- **CHALLENGE 1**
In the comment thread about websites reaching local networks, repeat the part that opens with the words containing "I like your" and closes with "of the iceberg.".
- **CHALLENGE 2**
In the comment thread about websites reaching local networks, condense the paragraph that begins "Can you define "local network"?" into a short bulleted list that keeps its main points.
- **CHALLENGE 3**
Write the next part of the comment thread about websites reaching local networks, picking up after its final comment.

- **EXTRACT PROVIDED**
■ ■ ■ ■ ■
Hacker Newsnew | past | comments | ask | show | jobs | submitlogin

[flagged]


I agree fully with him. I don’t care what part of your job gets harder, or what software breaks if you can’t make it work without unnecessarily invading my privacy. You could tell me it’s going to shut down the internet for 6 months and I still wouldn’t care.

You’ll have to come up with a really strong defense for why this shouldn’t happen in order to convince most users.


It just means I run a persistent client on your device that is permanently connected to the mothership, instead of only when you have your browser open.


I’m so glad most people don’t truly consider software devs to be real engineers, because this is a perfect example of why that word deserves so much more respect than this field gives it.


[flagged]


I like your "you've been *** my ass for 35 years, please feel free to keep doing it for all eternity" attitude.


I'm sure it will require some work, but this is the price of security. The idea that any website I visit can start pinging/exploiting some random unsecured testing web server I have running on localhost:8080 is a massive security risk.


Or probing your local network for vulnerable HTTP servers, like insecure routers or web cameras. localhost is just the tip of the iceberg.


Can you define "local network"? Probably not. Most large enterprises own publicly-routable IP space for internal use. Internal doesn't mean 192.168.0.0/24. foo.corp.example.com could resolve to 9.10.11.12 and still be local. What about IPv6? It's a nonsense argument fraught with corner cases.


> Can you define "local network"?

Sure - a destination is "local" if your machine has a route to that IP which isn't via a gateway.
■ ■ ■ ■ ■
- **INFORMATION SHOWN**
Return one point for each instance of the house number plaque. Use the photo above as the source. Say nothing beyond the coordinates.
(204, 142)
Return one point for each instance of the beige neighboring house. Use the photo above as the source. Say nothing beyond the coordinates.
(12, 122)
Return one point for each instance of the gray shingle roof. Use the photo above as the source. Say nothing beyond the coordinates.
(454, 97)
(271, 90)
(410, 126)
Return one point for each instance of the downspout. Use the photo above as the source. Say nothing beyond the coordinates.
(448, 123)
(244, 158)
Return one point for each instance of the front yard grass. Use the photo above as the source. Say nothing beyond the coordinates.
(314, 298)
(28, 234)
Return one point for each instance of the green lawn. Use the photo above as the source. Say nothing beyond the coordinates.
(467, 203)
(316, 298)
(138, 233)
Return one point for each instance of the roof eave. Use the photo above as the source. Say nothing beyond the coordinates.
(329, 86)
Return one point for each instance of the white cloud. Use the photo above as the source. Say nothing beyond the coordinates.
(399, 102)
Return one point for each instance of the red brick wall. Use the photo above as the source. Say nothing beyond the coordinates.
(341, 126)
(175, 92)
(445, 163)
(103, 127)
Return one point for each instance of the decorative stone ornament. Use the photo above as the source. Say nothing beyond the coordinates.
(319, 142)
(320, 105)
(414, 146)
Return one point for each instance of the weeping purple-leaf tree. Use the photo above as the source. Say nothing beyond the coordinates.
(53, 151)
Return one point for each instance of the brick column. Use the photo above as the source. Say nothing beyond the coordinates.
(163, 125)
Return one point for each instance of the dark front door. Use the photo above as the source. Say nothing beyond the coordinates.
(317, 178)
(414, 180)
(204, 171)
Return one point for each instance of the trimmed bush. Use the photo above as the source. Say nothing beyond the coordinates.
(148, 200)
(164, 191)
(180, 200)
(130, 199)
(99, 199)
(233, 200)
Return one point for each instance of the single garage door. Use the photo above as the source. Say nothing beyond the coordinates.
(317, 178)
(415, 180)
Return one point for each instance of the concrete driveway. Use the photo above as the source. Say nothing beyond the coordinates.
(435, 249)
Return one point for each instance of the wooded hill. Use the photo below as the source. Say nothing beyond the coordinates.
■ ■ ■ ■ ■
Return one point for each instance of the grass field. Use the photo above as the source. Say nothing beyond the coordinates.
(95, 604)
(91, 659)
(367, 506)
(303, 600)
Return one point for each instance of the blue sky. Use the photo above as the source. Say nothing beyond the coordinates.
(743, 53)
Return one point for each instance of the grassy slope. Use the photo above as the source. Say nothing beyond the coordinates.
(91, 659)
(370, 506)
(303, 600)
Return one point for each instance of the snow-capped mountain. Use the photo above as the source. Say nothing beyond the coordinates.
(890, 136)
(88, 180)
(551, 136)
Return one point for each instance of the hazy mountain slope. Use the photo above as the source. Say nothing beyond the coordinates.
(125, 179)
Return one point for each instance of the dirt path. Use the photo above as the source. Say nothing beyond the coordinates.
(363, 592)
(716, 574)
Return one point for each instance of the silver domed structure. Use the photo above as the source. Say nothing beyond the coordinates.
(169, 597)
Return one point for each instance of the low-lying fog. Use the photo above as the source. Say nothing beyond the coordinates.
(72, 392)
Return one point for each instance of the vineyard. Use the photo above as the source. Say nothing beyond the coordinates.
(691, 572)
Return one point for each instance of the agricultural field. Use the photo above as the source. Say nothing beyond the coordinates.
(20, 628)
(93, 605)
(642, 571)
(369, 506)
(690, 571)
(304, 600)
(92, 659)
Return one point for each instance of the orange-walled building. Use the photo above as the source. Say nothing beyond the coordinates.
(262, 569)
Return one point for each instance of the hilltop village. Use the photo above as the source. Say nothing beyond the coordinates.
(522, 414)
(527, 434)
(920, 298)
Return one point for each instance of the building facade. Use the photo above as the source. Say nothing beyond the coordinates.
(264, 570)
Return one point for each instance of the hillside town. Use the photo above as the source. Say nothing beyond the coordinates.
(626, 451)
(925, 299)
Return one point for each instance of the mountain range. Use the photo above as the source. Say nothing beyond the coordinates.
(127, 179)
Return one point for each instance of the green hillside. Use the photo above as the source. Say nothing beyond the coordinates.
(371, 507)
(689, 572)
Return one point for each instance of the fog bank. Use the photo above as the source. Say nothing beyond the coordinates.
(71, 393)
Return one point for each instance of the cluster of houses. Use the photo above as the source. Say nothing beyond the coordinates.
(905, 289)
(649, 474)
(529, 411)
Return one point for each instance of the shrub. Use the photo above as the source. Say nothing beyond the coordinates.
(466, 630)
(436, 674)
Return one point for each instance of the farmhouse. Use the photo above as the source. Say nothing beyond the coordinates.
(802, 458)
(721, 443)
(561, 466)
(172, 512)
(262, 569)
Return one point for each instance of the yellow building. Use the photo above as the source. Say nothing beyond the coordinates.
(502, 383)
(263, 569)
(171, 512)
■ ■ ■ ■ ■
- **TASK RESPONSE 1**
I like your "you've been *** my ass for 35 years, please feel free to keep doing it for all eternity" attitude.


I'm sure it will require some work, but this is the price of security. The idea that any website I visit can start pinging/exploiting some random unsecured testing web server I have running on localhost:8080 is a massive security risk.


Or probing your local network for vulnerable HTTP servers, like insecure routers or web cameras. localhost is just the tip of the iceberg.

- **TASK RESPONSE 2**
- The commenter doubts that "local network" can be defined.
- Many large enterprises use publicly routable IP space for internal purposes.
- Internal does not mean 192.168.0.0/24. For example, foo.corp.example.com could resolve to 9.10.11.12 and still be local.
- IPv6 raises further questions.
- The commenter calls the argument nonsense, full of corner cases.

- **TASK RESPONSE 3**
If your network is large enough that it consists of multiple routed network segments, and you don't have any ACLs between those segments, then yeah, you won't be fully protected by this browser feature. But you aren't protected right now either, so nothing's getting worse, it's just not getting better for your specific use case.


> Sure - a destination is "local" if your machine has a route to that IP which isn't via a gateway.

Fantastic. Well, Google doesn't agree

The proposal defines it along RFC1918 address space boundaries. The spitballing back and forth in the GitHub issues about which imaginary TLDs they will or won't also consider "local" is absolutely horrifying.


Cool so it will protect 99.999% of home networks. Compared to 0% which are protected now. Sounds great!


Not to be snarky, but that's a good example of "perfect being the enemy of good". You are totally right that there are corner cases, sure. But that doesn't stop us from tackling the low hanging fruit first. Which is, as you say, localhost and LAN (if present).


It should not even be able to communicate with the local network at all, it’s a goddamn web page. It should be restricted to just communicate with the server that hosts it and that’s it.


They define it the explainer this was originally based on: (https://github.com/WICG/private-network-access/blob/main/exp...)

Quote: We extend the RFC 1918 concept of private IP addresses to build a model of network privacy.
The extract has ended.